▶ [OBJECTIVE]
Reproduce every one of the rows below verbatim, leaving out the pictures.

▶ [SUPPLIED DATA]
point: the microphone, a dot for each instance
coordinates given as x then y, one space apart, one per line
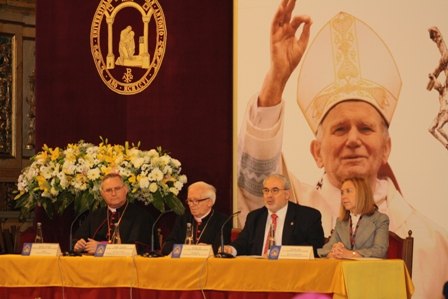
223 254
71 252
153 253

▶ [SOLUTION]
point: the microphone, a dot for each instance
coordinates given as x then y, one space apart, one per line
223 254
71 252
153 253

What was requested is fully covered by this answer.